## DIRECTION
Can you reproduce the podcast episode notes on collateral optimization below, word for word?

## QUOTED PASSAGE
━━━━

The Secret To Increase Your Rate Of Return By 10x Or More Through Collateral Optimization!

Do you want to bulletproof your wealth?

 

Today’s guest is Tom Laune. As a music industry professional who lost part of his hearing due to an accident, he realized that if he didn’t have some form of long-term disability insurance, he would have been in a lot of trouble. He created the Bulletproof Wealth Strategy to help others protect their income and grow their wealth. Key to his strategy is saving your capital in a place where there is compounding growth.

 

Tom solves the problem of low returns and increased taxes when storing money in a traditional bank. By creating a line of credit using specially designed whole life insurance, they help real estate investors across the country. The cash value of the policy is guaranteed to grow, creditor-protected, and tax-advantaged. Real estate investors love that there are zero loan origination fees or required interest payments!

 

 

[00:01][05:40] Learning About Long-Term Disability Policy

  • Losing his hearing after 29 years as an audio engineer
  • Why it is uncommon for people to have a standalone disability policy
  • Helping other people be aware of this coverage

 

[05:41][11:12] The Bulletproof Wealth Strategy

  • Tom on the best place to save your money: collaterals
  • Everything can be collateralized
  • Bulletproof wealth plan vs home equity line of credit
  • Convertible term insurance and whole life insurance

 

[11:13][17:45] Optimizing Collateralization

  • Alternative to a savings account but with a better rate of return
  • Using insurance money to fund your real estate investing
  • A capital with uninterrupted compounding growth plus an actual asset
  • It’s not a get-rich-quick scheme

 

[17:46][18:59] Closing Segment

  • Reach out to Tom!

━━━━

## RECORDED INFORMATION

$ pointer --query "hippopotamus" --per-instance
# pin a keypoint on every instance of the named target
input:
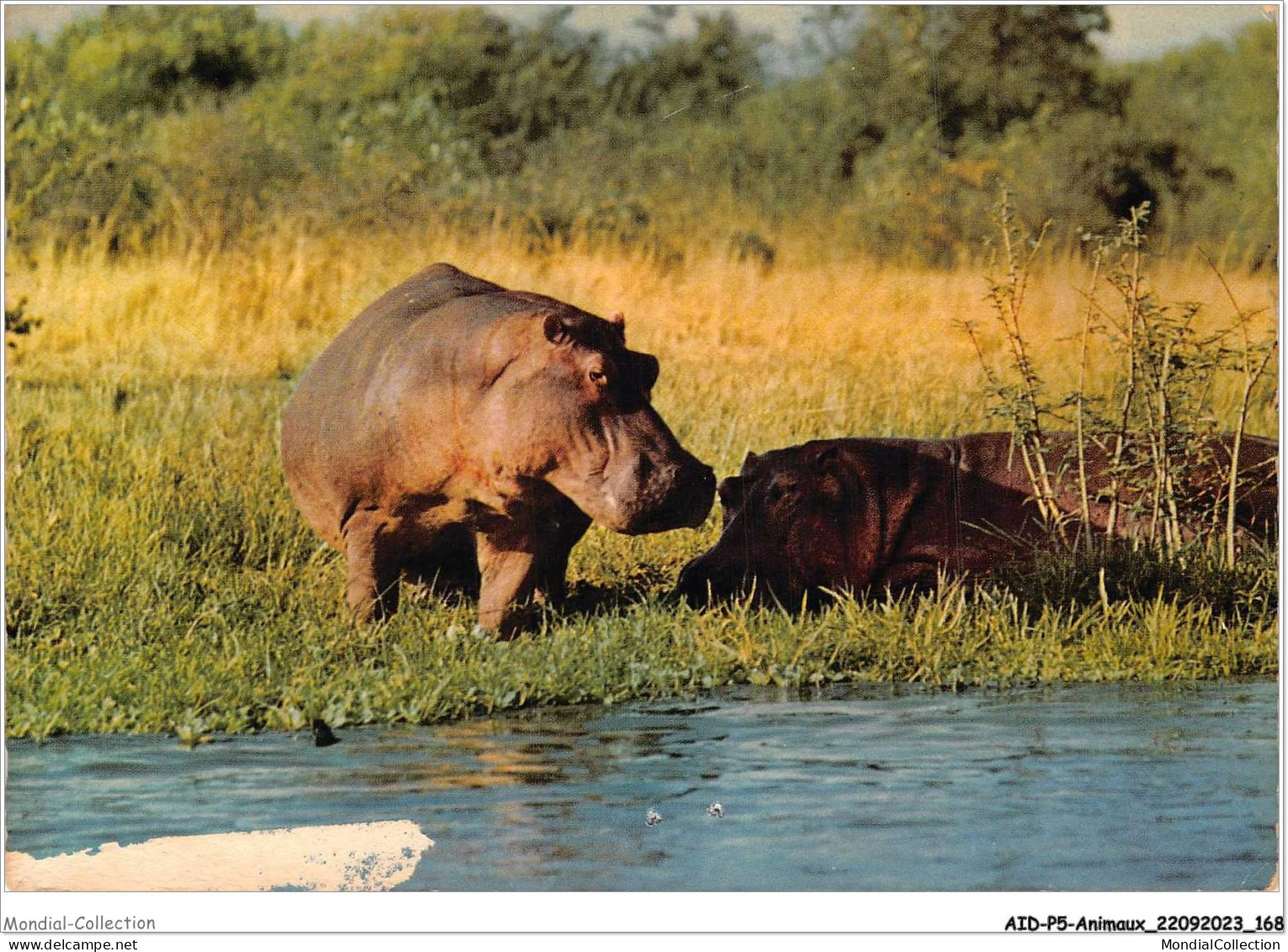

━━━━

## WRITTEN REPLY
The Secret To Increase Your Rate Of Return By 10x Or More Through Collateral Optimization!

Do you want to bulletproof your wealth?

 

Today’s guest is Tom Laune. As a music industry professional who lost part of his hearing due to an accident, he realized that if he didn’t have some form of long-term disability insurance, he would have been in a lot of trouble. He created the Bulletproof Wealth Strategy to help others protect their income and grow their wealth. Key to his strategy is saving your capital in a place where there is compounding growth.

 

Tom solves the problem of low returns and increased taxes when storing money in a traditional bank. By creating a line of credit using specially designed whole life insurance, they help real estate investors across the country. The cash value of the policy is guaranteed to grow, creditor-protected, and tax-advantaged. Real estate investors love that there are zero loan origination fees or required interest payments!

 

 

[00:01][05:40] Learning About Long-Term Disability Policy

  • Losing his hearing after 29 years as an audio engineer
  • Why it is uncommon for people to have a standalone disability policy
  • Helping other people be aware of this coverage

 

[05:41][11:12] The Bulletproof Wealth Strategy

  • Tom on the best place to save your money: collaterals
  • Everything can be collateralized
  • Bulletproof wealth plan vs home equity line of credit
  • Convertible term insurance and whole life insurance

 

[11:13][17:45] Optimizing Collateralization

  • Alternative to a savings account but with a better rate of return
  • Using insurance money to fund your real estate investing
  • A capital with uninterrupted compounding growth plus an actual asset
  • It’s not a get-rich-quick scheme

 

[17:46][18:59] Closing Segment

  • Reach out to Tom!